───── Records to use

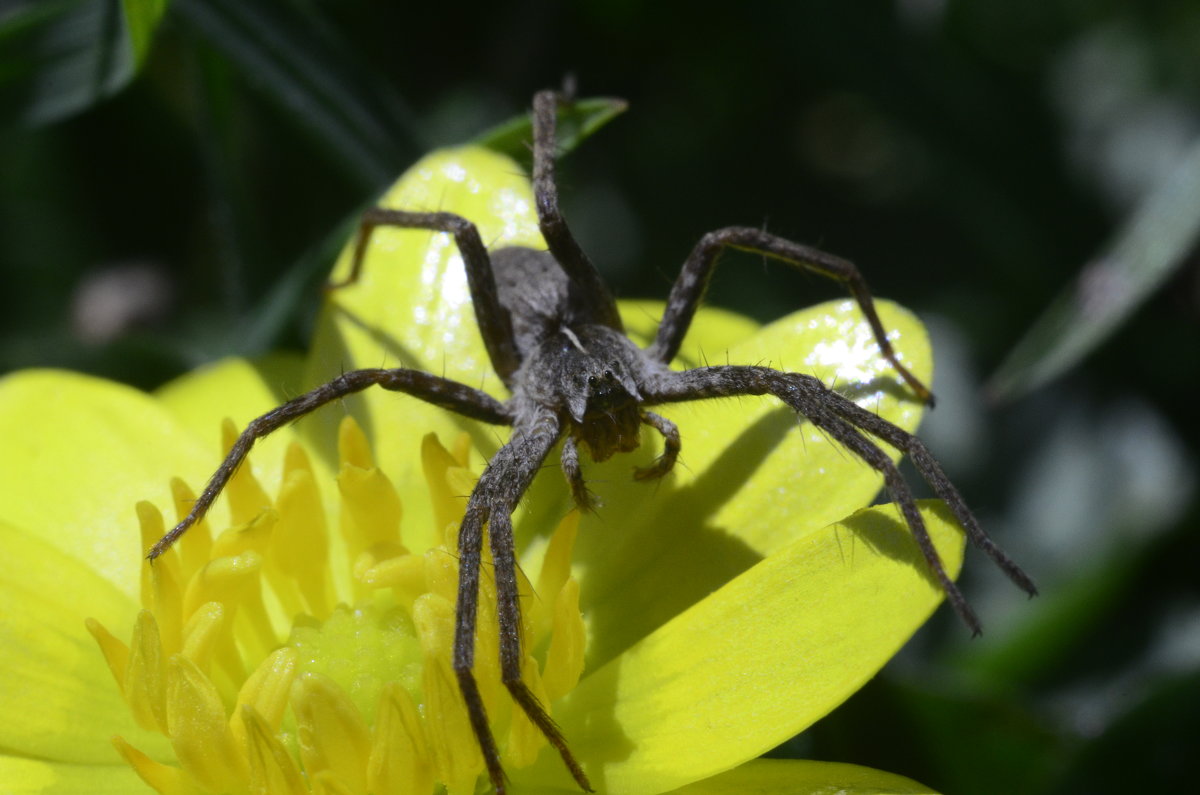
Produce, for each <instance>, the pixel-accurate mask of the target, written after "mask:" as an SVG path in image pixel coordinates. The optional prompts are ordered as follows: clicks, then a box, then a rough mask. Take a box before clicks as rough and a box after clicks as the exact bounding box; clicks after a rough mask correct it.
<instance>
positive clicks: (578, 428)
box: [149, 91, 1036, 793]
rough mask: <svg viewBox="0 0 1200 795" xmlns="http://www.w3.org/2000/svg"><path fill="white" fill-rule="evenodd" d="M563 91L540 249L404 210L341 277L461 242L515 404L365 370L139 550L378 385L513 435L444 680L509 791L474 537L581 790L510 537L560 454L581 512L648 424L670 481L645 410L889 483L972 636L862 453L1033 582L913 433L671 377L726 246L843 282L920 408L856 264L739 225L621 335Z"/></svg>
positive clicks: (362, 370)
mask: <svg viewBox="0 0 1200 795" xmlns="http://www.w3.org/2000/svg"><path fill="white" fill-rule="evenodd" d="M565 102H568V100H566V97H564V96H563V95H560V94H558V92H556V91H541V92H539V94H536V95H535V96H534V100H533V190H534V197H535V202H536V213H538V221H539V227H540V229H541V234H542V237H544V238H545V241H546V246H547V250H534V249H528V247H520V246H511V247H504V249H499V250H496V251H491V252H488V251H487V249H486V247H485V246H484V243H482V240H481V239H480V235H479V232H478V231H476V228H475V226H474V225H473V223H472V222H470V221H468V220H467V219H463V217H461V216H457V215H454V214H450V213H412V211H403V210H395V209H384V208H376V209H372V210H368V211H367V213H366V214H365V215H364V217H362V220H361V223H360V226H359V229H358V235H356V240H355V247H354V256H353V261H352V268H350V274H349V277H348V279H347V280H346V281H344V282H341V283H340V285H334V287H337V286H343V285H346V283H349V282H353V281H355V280H356V279H358V276H359V274H360V273H361V268H362V261H364V256H365V251H366V246H367V241H368V239H370V237H371V234H372V232H373V231H374V229H376V228H377V227H380V226H395V227H403V228H416V229H430V231H436V232H443V233H446V234H450V235H452V237H454V239H455V241H456V244H457V246H458V250H460V252H461V253H462V259H463V262H464V265H466V271H467V281H468V287H469V289H470V295H472V300H473V305H474V310H475V318H476V321H478V323H479V328H480V331H481V335H482V339H484V343H485V347H486V349H487V354H488V357H490V359H491V363H492V367H493V369H494V370H496V372H497V375H498V376H499V377H500V379H502V381H503V382H504V385H505V387H506V388H508V389H509V391H510V394H511V396H510V397H509V399H508V400H506V401H500V400H497V399H494V397H492V396H491V395H488V394H486V393H484V391H481V390H479V389H475V388H472V387H468V385H466V384H462V383H458V382H455V381H450V379H448V378H443V377H439V376H434V375H431V373H428V372H424V371H420V370H412V369H404V367H397V369H365V370H354V371H350V372H346V373H342V375H341V376H338V377H337V378H335V379H332V381H330V382H329V383H326V384H324V385H320V387H317V388H316V389H313V390H312V391H308V393H306V394H304V395H300V396H299V397H295V399H293V400H290V401H288V402H286V404H283V405H282V406H280V407H277V408H275V410H274V411H271V412H268V413H266V414H263V416H262V417H259V418H258V419H256V420H253V422H252V423H251V424H250V425H248V426H247V428H246V430H244V431H242V432H241V435H240V436H239V437H238V440H236V441H235V443H234V444H233V447H232V448H230V450H229V453H228V455H227V456H226V459H224V461H223V462H222V464H221V466H220V467H218V468H217V471H216V473H214V476H212V478H211V479H210V480H209V483H208V485H206V486H205V489H204V491H203V492H202V494H200V496H199V497H198V498H197V501H196V503H194V504H193V506H192V509H191V512H190V513H188V514H187V516H185V518H184V519H182V520H181V521H180V522H179V524H178V525H176V526H175V527H174V528H172V530H170V531H169V532H168V533H167V534H166V536H163V537H162V538H161V539H160V540H158V542H157V543H156V544H155V545H154V546H152V548H151V550H150V552H149V558H150V560H151V561H152V560H154V558H156V557H158V556H160V555H162V554H163V552H164V551H166V550H167V549H168V548H169V546H170V545H172V544H173V543H174V542H175V540H176V539H178V538H179V537H180V536H182V533H184V532H186V531H187V528H188V527H191V526H192V525H194V524H196V522H197V521H199V520H200V519H202V518H203V516H204V515H205V513H206V512H208V509H209V507H210V506H211V504H212V502H214V500H216V497H217V495H220V494H221V491H222V489H223V488H224V486H226V484H227V483H228V480H229V478H230V477H232V476H233V473H234V471H235V470H236V468H238V466H239V465H240V464H241V462H242V460H244V459H245V458H246V455H247V453H248V452H250V449H251V447H252V446H253V444H254V442H256V441H257V440H259V438H262V437H264V436H266V435H268V434H271V432H272V431H275V430H277V429H280V428H282V426H283V425H286V424H288V423H290V422H293V420H295V419H298V418H300V417H302V416H305V414H307V413H310V412H312V411H314V410H317V408H319V407H320V406H323V405H325V404H328V402H331V401H335V400H337V399H340V397H343V396H346V395H349V394H352V393H356V391H360V390H362V389H366V388H368V387H372V385H378V387H382V388H384V389H389V390H392V391H400V393H404V394H408V395H412V396H414V397H418V399H420V400H425V401H428V402H430V404H433V405H436V406H438V407H442V408H446V410H449V411H452V412H457V413H458V414H462V416H466V417H468V418H472V419H475V420H481V422H485V423H492V424H496V425H510V426H511V428H512V434H511V437H510V440H509V442H508V443H506V444H504V446H503V447H502V448H500V449H499V450H498V452H497V453H496V455H494V456H493V458H492V460H491V462H490V464H488V465H487V467H486V468H485V470H484V473H482V476H481V477H480V478H479V482H478V484H476V485H475V488H474V490H473V491H472V494H470V496H469V498H468V501H467V508H466V513H464V515H463V519H462V524H461V527H460V531H458V555H460V580H458V596H457V605H456V624H455V640H454V670H455V674H456V676H457V680H458V687H460V689H461V692H462V697H463V700H464V703H466V706H467V712H468V717H469V721H470V725H472V729H473V731H474V734H475V739H476V740H478V742H479V747H480V749H481V752H482V757H484V761H485V765H486V769H487V775H488V778H490V779H491V783H492V787H493V788H494V790H496V791H497V793H503V791H504V790H505V778H504V771H503V769H502V767H500V758H499V751H498V748H497V743H496V739H494V737H493V736H492V731H491V729H490V727H488V722H487V715H486V712H485V709H484V700H482V698H481V695H480V689H479V687H478V685H476V682H475V677H474V674H473V673H472V670H473V663H474V652H475V623H476V606H478V600H479V590H480V561H481V555H482V543H484V527H485V525H486V526H487V536H488V538H490V543H491V549H492V556H493V560H494V576H496V593H497V615H498V622H499V657H500V675H502V679H503V682H504V685H505V687H506V688H508V691H509V693H510V694H511V697H512V699H514V701H516V704H517V705H520V707H521V709H522V710H523V711H524V713H526V715H527V716H528V717H529V719H530V721H532V722H533V723H534V724H535V725H536V727H538V728H539V729H540V730H541V733H542V734H544V735H545V736H546V739H547V741H548V742H550V743H551V745H552V746H553V747H554V748H556V749H557V751H558V753H559V755H560V757H562V759H563V763H564V764H565V765H566V767H568V770H569V771H570V773H571V776H572V777H574V778H575V781H576V783H577V784H578V785H580V787H581V788H582V789H584V790H588V791H590V790H592V787H590V784H589V782H588V778H587V776H586V775H584V772H583V770H582V767H581V766H580V764H578V761H577V760H576V759H575V757H574V754H572V753H571V751H570V748H569V746H568V743H566V739H565V737H564V736H563V735H562V733H560V731H559V729H558V727H557V725H556V723H554V722H553V721H552V719H551V717H550V715H548V713H547V712H546V710H545V709H544V707H542V705H541V704H540V703H539V701H538V699H536V698H535V697H534V694H533V692H532V691H530V689H529V687H528V686H527V685H526V683H524V682H523V681H522V679H521V659H522V654H521V650H520V632H518V629H520V622H521V616H520V609H521V608H520V604H518V596H517V576H516V563H515V551H514V540H512V518H511V514H512V510H514V508H515V507H516V504H517V502H518V501H520V500H521V497H522V496H523V495H524V494H526V490H527V489H528V488H529V485H530V483H532V482H533V479H534V476H535V474H536V473H538V471H539V470H540V468H541V466H542V462H544V461H545V460H546V458H547V456H548V455H550V454H551V452H552V450H553V448H554V446H556V444H558V442H559V441H562V453H560V465H562V470H563V472H564V474H565V476H566V482H568V485H569V488H570V491H571V495H572V497H574V500H575V502H576V504H577V506H578V507H580V508H581V509H584V510H589V509H593V508H594V504H593V500H592V496H590V494H589V492H588V489H587V486H586V480H584V477H583V471H582V466H581V461H580V454H581V447H582V448H586V449H587V452H588V454H589V458H590V459H592V460H593V461H605V460H607V459H610V458H611V456H613V455H614V454H617V453H628V452H631V450H634V449H635V448H637V447H638V444H640V441H641V426H642V425H648V426H649V428H652V429H654V430H655V431H658V434H659V435H660V436H661V437H662V454H661V455H660V456H659V458H658V459H656V460H654V461H653V462H652V464H650V465H649V466H646V467H640V468H637V470H635V473H634V477H635V478H636V479H638V480H653V479H656V478H661V477H662V476H665V474H667V473H668V472H670V471H671V470H672V467H673V466H674V464H676V460H677V458H678V455H679V450H680V438H679V431H678V429H677V428H676V425H674V424H673V423H672V422H671V420H668V419H666V418H665V417H661V416H660V414H656V413H654V412H652V411H649V408H650V407H653V406H659V405H664V404H674V402H682V401H692V400H704V399H712V397H728V396H737V395H773V396H774V397H778V399H779V400H781V401H782V402H784V404H786V405H787V406H788V407H790V408H791V410H792V411H794V412H796V413H797V414H798V416H800V417H803V418H805V419H806V420H808V422H810V423H811V424H812V425H814V426H816V428H818V429H821V430H822V431H823V432H824V434H826V435H828V436H829V437H830V438H833V440H834V441H836V442H838V443H840V444H841V446H842V447H844V448H845V449H846V450H848V452H850V453H851V454H853V455H854V456H857V458H859V459H862V460H863V461H864V462H866V464H868V465H869V466H871V467H872V468H875V470H877V471H878V472H880V473H882V476H883V482H884V485H886V486H887V489H888V491H889V492H890V495H892V497H893V498H894V500H895V501H896V502H898V503H899V506H900V510H901V514H902V515H904V519H905V521H906V524H907V525H908V527H910V530H911V531H912V534H913V537H914V538H916V540H917V544H918V546H919V549H920V551H922V554H923V556H924V558H925V561H926V563H928V566H929V569H930V573H931V574H932V576H934V578H935V579H936V581H937V582H938V584H940V585H941V587H942V590H943V591H944V592H946V596H947V598H948V600H949V602H950V604H952V605H953V608H954V610H955V611H956V612H958V614H959V616H960V617H961V618H962V621H964V622H965V623H966V624H967V627H968V628H970V629H971V630H972V632H973V633H974V634H978V633H979V630H980V627H979V621H978V618H977V617H976V615H974V612H973V611H972V609H971V608H970V605H968V604H967V602H966V599H965V598H964V596H962V593H961V592H960V591H959V588H958V586H956V585H955V584H954V581H953V580H952V579H950V578H949V576H948V575H947V573H946V569H944V567H943V566H942V561H941V558H940V557H938V555H937V551H936V550H935V548H934V545H932V542H931V540H930V537H929V533H928V532H926V528H925V525H924V522H923V520H922V515H920V513H919V512H918V509H917V504H916V502H914V500H913V495H912V491H911V490H910V488H908V485H907V483H906V482H905V480H904V478H902V477H901V474H900V472H899V470H898V468H896V466H895V465H894V464H893V462H892V460H890V458H889V456H888V455H887V454H886V453H884V452H883V450H882V449H881V448H880V446H878V444H877V443H876V442H875V441H872V438H871V437H874V438H875V440H880V441H882V442H886V443H887V444H890V446H892V447H894V448H896V449H899V450H900V452H902V453H904V454H907V455H908V458H910V459H911V460H912V462H913V465H914V466H916V468H917V471H918V472H919V473H920V474H922V477H923V478H924V479H925V480H926V482H928V483H929V484H930V486H931V488H932V490H934V492H935V494H936V495H937V496H938V497H941V498H942V500H943V501H944V502H946V503H947V504H948V506H949V508H950V510H952V513H953V514H954V516H955V518H956V519H958V520H959V522H960V524H961V525H962V528H964V531H965V532H966V534H967V537H968V538H970V539H971V542H972V543H974V544H976V545H977V546H979V548H980V549H983V551H984V552H986V554H988V556H989V557H991V560H992V561H994V562H995V563H996V564H997V566H998V567H1000V568H1001V569H1002V570H1003V572H1004V573H1006V574H1007V575H1008V576H1009V578H1010V579H1012V580H1013V581H1014V582H1015V584H1016V585H1018V586H1019V587H1021V588H1022V590H1024V591H1026V592H1027V593H1030V594H1031V596H1032V594H1034V593H1036V587H1034V585H1033V582H1032V580H1031V579H1030V578H1028V576H1027V575H1026V574H1025V573H1024V572H1022V570H1021V569H1020V567H1018V566H1016V563H1014V562H1013V561H1012V560H1010V558H1009V557H1008V556H1007V555H1006V554H1004V552H1003V551H1002V550H1001V549H1000V548H997V546H996V544H995V543H994V542H992V540H991V539H990V538H989V537H988V536H986V534H985V533H984V531H983V530H982V528H980V526H979V522H978V521H977V520H976V518H974V516H973V515H972V513H971V510H970V509H968V508H967V506H966V503H965V502H964V500H962V497H961V496H960V495H959V492H958V490H956V489H955V488H954V485H953V484H952V483H950V482H949V479H947V477H946V474H944V473H943V472H942V468H941V467H940V466H938V464H937V462H936V461H935V460H934V458H932V456H931V455H930V454H929V452H928V450H926V448H925V446H924V444H923V443H922V442H920V441H919V440H918V438H917V437H914V436H913V435H911V434H908V432H907V431H905V430H902V429H900V428H898V426H895V425H893V424H892V423H889V422H887V420H884V419H882V418H880V417H878V416H876V414H874V413H871V412H870V411H866V410H864V408H862V407H859V406H858V405H857V404H854V402H853V401H851V400H850V399H847V397H845V396H844V395H841V394H839V393H836V391H833V390H832V389H829V388H827V387H826V385H824V384H823V383H821V381H818V379H817V378H815V377H812V376H809V375H804V373H798V372H784V371H779V370H773V369H770V367H767V366H754V365H724V366H703V367H696V369H691V370H683V371H677V370H671V369H670V366H668V363H670V361H671V360H672V359H673V358H674V355H676V353H677V352H678V351H679V346H680V343H682V342H683V339H684V334H685V333H686V330H688V327H689V325H690V323H691V319H692V317H694V315H695V313H696V310H697V306H698V305H700V301H701V299H702V298H703V295H704V291H706V288H707V285H708V280H709V276H710V275H712V273H713V269H714V268H715V265H716V262H718V258H719V257H720V255H721V252H724V251H726V250H728V249H737V250H743V251H749V252H754V253H757V255H761V256H766V257H769V258H772V259H778V261H781V262H785V263H787V264H790V265H793V267H796V268H800V269H804V270H808V271H812V273H815V274H820V275H822V276H826V277H828V279H833V280H835V281H839V282H842V283H844V285H845V286H846V288H847V289H848V291H850V294H851V295H852V298H853V299H854V300H856V301H857V304H858V306H859V307H860V309H862V312H863V315H864V316H865V318H866V319H868V322H869V324H870V328H871V330H872V334H874V336H875V340H876V342H877V343H878V347H880V352H881V353H882V355H883V357H884V359H886V360H887V361H888V363H889V364H890V366H892V367H894V369H895V371H896V373H898V375H899V376H900V377H901V378H902V381H904V382H905V383H906V384H907V387H908V388H910V389H912V391H913V393H914V394H916V395H917V396H918V397H919V399H920V400H923V401H925V402H926V404H929V405H932V404H934V396H932V394H931V393H930V390H929V389H928V388H926V387H925V385H924V384H923V383H922V382H920V381H919V379H918V378H917V377H916V376H913V375H912V373H911V372H910V371H908V370H907V369H906V367H905V366H904V365H902V364H901V363H900V360H899V358H898V357H896V354H895V352H894V351H893V348H892V345H890V342H889V341H888V339H887V336H886V333H884V329H883V324H882V322H881V321H880V317H878V315H877V313H876V311H875V306H874V303H872V300H871V294H870V292H869V291H868V287H866V283H865V281H864V280H863V277H862V275H860V274H859V271H858V269H857V268H856V267H854V265H853V264H852V263H850V262H847V261H845V259H841V258H839V257H834V256H832V255H828V253H824V252H822V251H818V250H816V249H811V247H808V246H803V245H799V244H796V243H792V241H790V240H785V239H782V238H779V237H775V235H773V234H769V233H767V232H764V231H761V229H756V228H749V227H727V228H724V229H719V231H716V232H710V233H708V234H706V235H704V237H703V238H701V240H700V243H697V244H696V246H695V249H694V250H692V252H691V255H690V256H689V257H688V259H686V262H685V263H684V265H683V269H682V273H680V274H679V277H678V280H677V281H676V283H674V286H673V288H672V289H671V294H670V298H668V299H667V304H666V309H665V312H664V315H662V319H661V322H660V324H659V327H658V334H656V336H655V339H654V341H653V342H652V343H650V345H649V346H648V347H647V348H644V349H643V348H640V347H637V346H636V345H635V343H634V342H632V341H631V340H630V339H629V337H628V336H626V335H625V333H624V329H623V325H622V321H620V317H619V316H618V313H617V305H616V303H614V300H613V298H612V295H611V293H610V292H608V288H607V287H606V286H605V283H604V281H602V280H601V279H600V274H599V273H598V271H596V269H595V267H594V265H593V264H592V262H590V259H588V256H587V255H586V253H584V252H583V250H582V249H581V247H580V244H578V243H577V241H576V240H575V237H574V235H572V234H571V232H570V229H569V228H568V226H566V222H565V220H564V219H563V215H562V213H560V211H559V208H558V190H557V186H556V183H554V160H556V154H557V138H556V125H557V115H558V108H559V106H560V104H562V103H565Z"/></svg>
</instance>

──────────

[Task to carry out] Within the material above, transcribe exactly the lines that run from the line holding "box: [149, 91, 1036, 793]" through the line holding "rough mask: <svg".

[Worked solution]
box: [149, 91, 1036, 793]
rough mask: <svg viewBox="0 0 1200 795" xmlns="http://www.w3.org/2000/svg"><path fill="white" fill-rule="evenodd" d="M563 91L540 249L404 210L341 277L461 242L515 404L365 370L139 550L378 385L513 435L444 680L509 791L474 537L581 790L510 537L560 454L581 512L648 424L670 481L645 410L889 483L972 636L862 453L1033 582L913 433L671 377L726 246L843 282L920 408L856 264L739 225L621 335Z"/></svg>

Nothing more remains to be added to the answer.